Exercise instructions
Retype the rows below word for word, but leave out the pictures.

(Rows from a data source)
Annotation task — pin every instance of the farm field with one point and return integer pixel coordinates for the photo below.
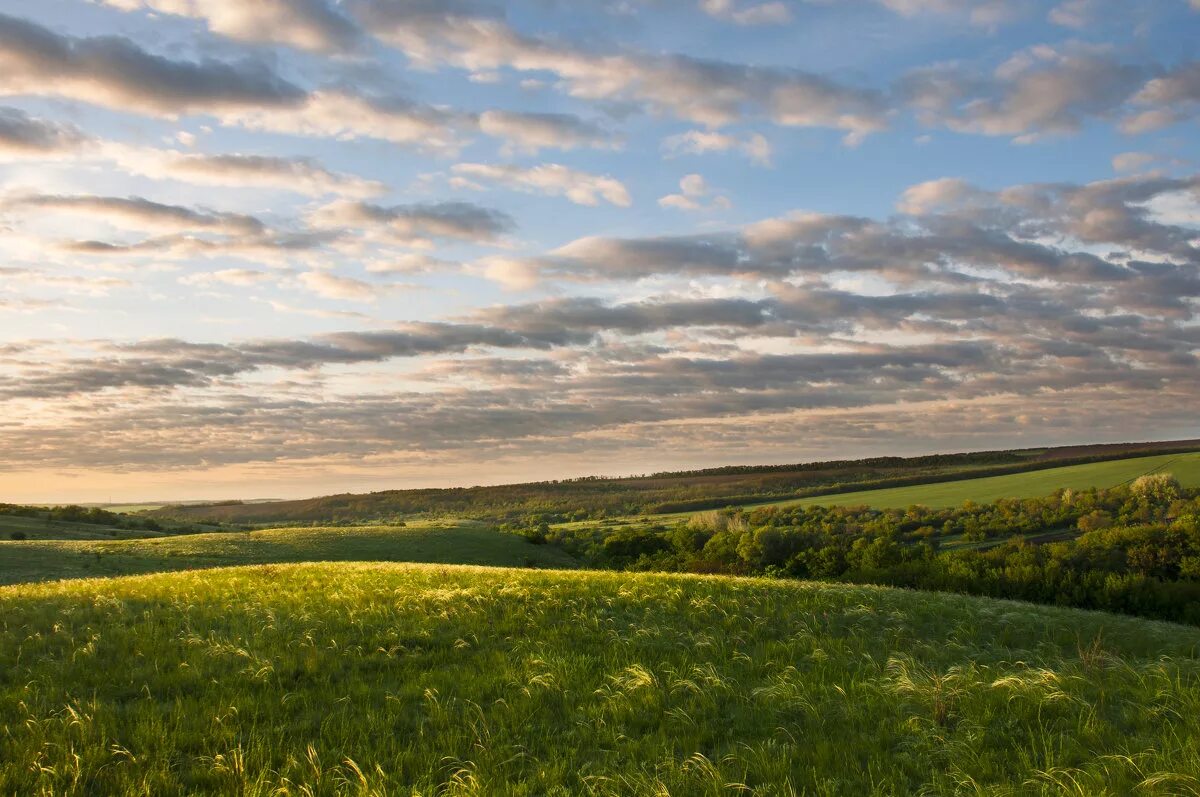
(39, 529)
(424, 679)
(438, 541)
(1035, 484)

Answer to this problem
Annotation task — pin every instance of the farm field with one point and return integer pixel coordinates for the photo below.
(39, 529)
(424, 679)
(438, 541)
(1035, 484)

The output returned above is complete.